====== Material for this exercise ======

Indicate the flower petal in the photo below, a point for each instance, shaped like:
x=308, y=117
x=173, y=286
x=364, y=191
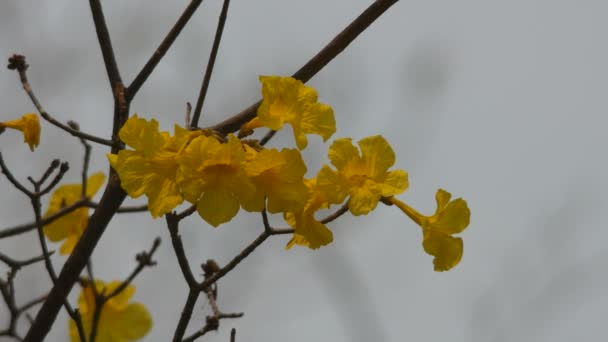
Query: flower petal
x=446, y=249
x=395, y=183
x=217, y=207
x=377, y=154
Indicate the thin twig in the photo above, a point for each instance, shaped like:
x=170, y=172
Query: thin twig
x=24, y=228
x=343, y=209
x=178, y=247
x=12, y=179
x=17, y=62
x=315, y=64
x=161, y=50
x=210, y=64
x=103, y=36
x=125, y=209
x=184, y=319
x=16, y=264
x=144, y=259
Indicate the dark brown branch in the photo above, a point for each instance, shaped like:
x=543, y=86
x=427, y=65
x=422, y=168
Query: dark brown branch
x=62, y=170
x=162, y=49
x=36, y=205
x=343, y=209
x=15, y=265
x=32, y=303
x=103, y=36
x=186, y=315
x=54, y=164
x=110, y=202
x=85, y=162
x=24, y=228
x=17, y=62
x=178, y=247
x=212, y=323
x=121, y=210
x=210, y=64
x=12, y=178
x=314, y=65
x=144, y=259
x=267, y=137
x=235, y=261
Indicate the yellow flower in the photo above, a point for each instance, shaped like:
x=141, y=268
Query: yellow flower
x=29, y=125
x=278, y=176
x=212, y=176
x=120, y=321
x=450, y=218
x=70, y=226
x=151, y=169
x=307, y=230
x=287, y=100
x=364, y=177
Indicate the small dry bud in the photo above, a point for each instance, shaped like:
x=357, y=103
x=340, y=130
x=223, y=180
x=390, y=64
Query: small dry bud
x=74, y=125
x=17, y=62
x=210, y=267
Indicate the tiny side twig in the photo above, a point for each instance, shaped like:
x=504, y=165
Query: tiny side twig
x=17, y=62
x=209, y=69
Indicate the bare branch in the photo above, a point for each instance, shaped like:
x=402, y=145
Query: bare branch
x=162, y=49
x=210, y=64
x=17, y=62
x=315, y=64
x=103, y=36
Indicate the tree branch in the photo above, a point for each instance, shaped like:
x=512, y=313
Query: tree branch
x=162, y=49
x=315, y=64
x=210, y=64
x=17, y=62
x=103, y=36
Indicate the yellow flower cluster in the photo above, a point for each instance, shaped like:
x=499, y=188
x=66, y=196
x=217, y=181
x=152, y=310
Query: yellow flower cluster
x=70, y=227
x=119, y=320
x=222, y=175
x=29, y=125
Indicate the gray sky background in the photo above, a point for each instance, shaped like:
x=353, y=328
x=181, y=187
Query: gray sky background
x=499, y=102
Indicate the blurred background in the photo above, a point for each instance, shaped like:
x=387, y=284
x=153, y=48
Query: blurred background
x=500, y=102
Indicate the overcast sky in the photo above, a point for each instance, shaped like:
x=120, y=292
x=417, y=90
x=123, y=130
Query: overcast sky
x=500, y=102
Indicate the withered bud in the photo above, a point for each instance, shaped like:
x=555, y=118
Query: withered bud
x=17, y=62
x=74, y=125
x=210, y=267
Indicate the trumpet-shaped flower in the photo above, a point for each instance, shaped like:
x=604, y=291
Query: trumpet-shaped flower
x=212, y=175
x=364, y=177
x=451, y=217
x=151, y=168
x=70, y=226
x=287, y=100
x=29, y=125
x=307, y=230
x=119, y=321
x=278, y=176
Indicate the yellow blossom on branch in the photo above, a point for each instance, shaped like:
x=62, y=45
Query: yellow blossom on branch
x=151, y=168
x=29, y=125
x=451, y=217
x=307, y=230
x=362, y=176
x=70, y=227
x=287, y=100
x=212, y=175
x=119, y=321
x=279, y=177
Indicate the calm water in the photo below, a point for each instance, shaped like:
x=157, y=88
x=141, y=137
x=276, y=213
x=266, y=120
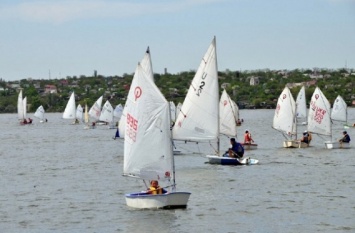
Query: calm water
x=57, y=177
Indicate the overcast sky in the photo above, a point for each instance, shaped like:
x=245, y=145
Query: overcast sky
x=49, y=38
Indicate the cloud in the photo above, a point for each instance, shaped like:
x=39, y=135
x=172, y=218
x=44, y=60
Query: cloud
x=65, y=11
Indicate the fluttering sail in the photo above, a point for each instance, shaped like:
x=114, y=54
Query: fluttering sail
x=79, y=113
x=107, y=112
x=199, y=114
x=39, y=113
x=319, y=121
x=95, y=110
x=301, y=105
x=70, y=111
x=146, y=65
x=227, y=114
x=339, y=110
x=20, y=107
x=147, y=124
x=285, y=114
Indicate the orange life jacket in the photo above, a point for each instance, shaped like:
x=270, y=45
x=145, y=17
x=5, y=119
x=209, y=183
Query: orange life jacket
x=157, y=190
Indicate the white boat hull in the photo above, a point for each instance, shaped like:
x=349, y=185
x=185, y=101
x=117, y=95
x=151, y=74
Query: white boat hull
x=214, y=159
x=252, y=146
x=294, y=144
x=177, y=152
x=160, y=201
x=336, y=145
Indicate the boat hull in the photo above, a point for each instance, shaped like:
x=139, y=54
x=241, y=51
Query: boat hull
x=294, y=144
x=172, y=200
x=214, y=159
x=252, y=146
x=336, y=145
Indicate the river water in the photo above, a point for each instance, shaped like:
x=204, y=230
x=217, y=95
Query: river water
x=57, y=177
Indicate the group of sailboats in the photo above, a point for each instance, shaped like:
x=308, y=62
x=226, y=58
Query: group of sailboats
x=147, y=119
x=106, y=115
x=202, y=117
x=319, y=121
x=147, y=122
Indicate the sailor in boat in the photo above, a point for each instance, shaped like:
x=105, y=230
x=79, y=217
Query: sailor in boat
x=155, y=188
x=247, y=137
x=345, y=138
x=236, y=150
x=306, y=137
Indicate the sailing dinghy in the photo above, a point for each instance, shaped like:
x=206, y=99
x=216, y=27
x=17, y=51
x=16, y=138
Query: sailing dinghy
x=39, y=114
x=301, y=107
x=22, y=109
x=198, y=119
x=339, y=113
x=148, y=151
x=70, y=109
x=285, y=120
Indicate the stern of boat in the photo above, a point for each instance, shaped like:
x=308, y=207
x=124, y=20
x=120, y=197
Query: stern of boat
x=160, y=201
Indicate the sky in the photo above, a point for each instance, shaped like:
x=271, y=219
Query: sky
x=59, y=38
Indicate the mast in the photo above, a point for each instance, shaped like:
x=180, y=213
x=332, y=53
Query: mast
x=218, y=120
x=171, y=147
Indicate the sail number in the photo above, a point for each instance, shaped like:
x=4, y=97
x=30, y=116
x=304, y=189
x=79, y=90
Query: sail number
x=132, y=129
x=202, y=84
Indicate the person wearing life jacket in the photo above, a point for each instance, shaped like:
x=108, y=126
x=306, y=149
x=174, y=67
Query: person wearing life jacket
x=236, y=150
x=305, y=137
x=247, y=137
x=345, y=138
x=155, y=188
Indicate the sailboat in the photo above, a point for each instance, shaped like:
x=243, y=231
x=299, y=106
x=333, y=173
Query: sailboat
x=21, y=109
x=79, y=114
x=338, y=113
x=339, y=110
x=285, y=120
x=40, y=114
x=95, y=110
x=198, y=119
x=148, y=152
x=301, y=106
x=70, y=111
x=86, y=118
x=319, y=118
x=146, y=64
x=172, y=111
x=229, y=115
x=107, y=114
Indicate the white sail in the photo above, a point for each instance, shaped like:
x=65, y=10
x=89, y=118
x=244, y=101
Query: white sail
x=199, y=114
x=70, y=111
x=285, y=114
x=227, y=115
x=24, y=103
x=319, y=121
x=301, y=104
x=148, y=150
x=95, y=110
x=79, y=112
x=146, y=65
x=118, y=111
x=236, y=110
x=172, y=111
x=339, y=110
x=178, y=108
x=20, y=109
x=86, y=114
x=39, y=113
x=107, y=112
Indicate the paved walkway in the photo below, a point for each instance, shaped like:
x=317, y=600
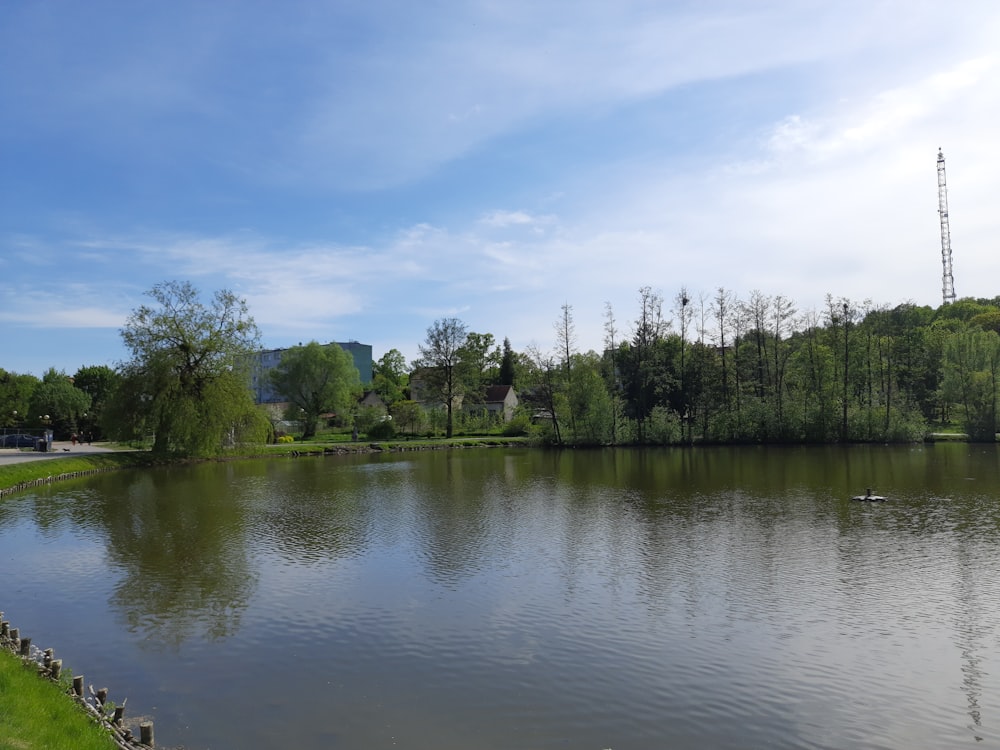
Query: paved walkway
x=60, y=448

======

Requirement:
Render the data from its start through the line containing "x=377, y=154" as a numbered list, skipping any blank lines and omitting the pictures.

Reply to the task:
1. Indicate the flower petal in the photo below, a point for each instance, shaped like:
2. x=308, y=117
3. x=173, y=286
4. x=364, y=191
5. Query: flower petal
6. x=446, y=249
7. x=395, y=183
8. x=217, y=207
9. x=377, y=154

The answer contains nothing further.